### [Task details]
Return all of the items below verbatim, line for line, but omit the pictures.

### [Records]
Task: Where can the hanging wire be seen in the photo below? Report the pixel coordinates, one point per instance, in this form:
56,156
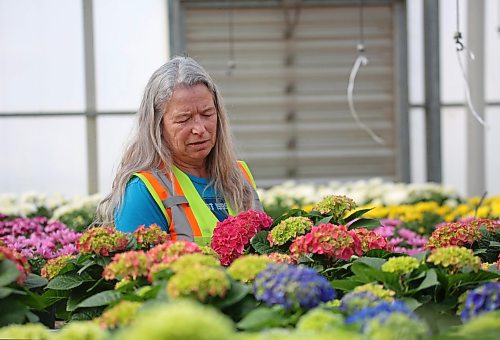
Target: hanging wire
460,46
231,63
361,60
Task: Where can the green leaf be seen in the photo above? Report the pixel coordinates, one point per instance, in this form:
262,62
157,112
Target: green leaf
102,261
34,281
411,303
87,314
262,318
6,291
261,244
75,299
148,292
381,253
237,292
373,262
12,311
66,281
367,223
357,213
8,272
345,285
101,299
464,279
50,297
365,273
324,220
86,264
429,281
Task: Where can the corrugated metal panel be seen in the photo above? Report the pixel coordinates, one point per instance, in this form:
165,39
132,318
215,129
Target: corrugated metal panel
287,97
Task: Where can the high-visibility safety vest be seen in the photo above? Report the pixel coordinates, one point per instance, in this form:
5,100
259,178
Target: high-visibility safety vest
187,214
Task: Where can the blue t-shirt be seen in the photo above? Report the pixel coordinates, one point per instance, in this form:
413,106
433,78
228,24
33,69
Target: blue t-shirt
139,207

### [Solution for this problem]
Task: Where can the hanging wire be seen in the photo below? Report the pixel coordinates, one point per instance, in this form:
56,156
Target: hanging wire
460,46
231,63
361,60
Task: Where can the green leaf be seen in the photo above? Report the pixel coordinates, one point per instance, in this form:
262,62
157,112
Target: green leaf
102,261
34,281
411,303
87,314
262,318
6,291
261,244
75,299
148,292
381,253
237,292
373,262
12,311
66,281
367,223
357,213
8,272
345,285
101,299
464,279
50,297
365,273
324,220
86,264
429,281
Task: Where can the corrugated metal panel be seen in the photo above? Report the pixel coordinates, one point per instance, in this form:
165,39
132,318
215,129
Target: corrugated metal panel
287,97
Task: Where can the high-visibility safety vest be seen in the photo above? Report the pixel coordinates, one point per instance, in this form:
5,100
259,178
Target: high-visibility safety vest
187,214
Task: Where can the blue t-shirt be seen in the photo above? Report the pixel coordinates, one point per instance, in this form:
413,106
433,78
228,24
33,69
Target: blue t-shirt
139,207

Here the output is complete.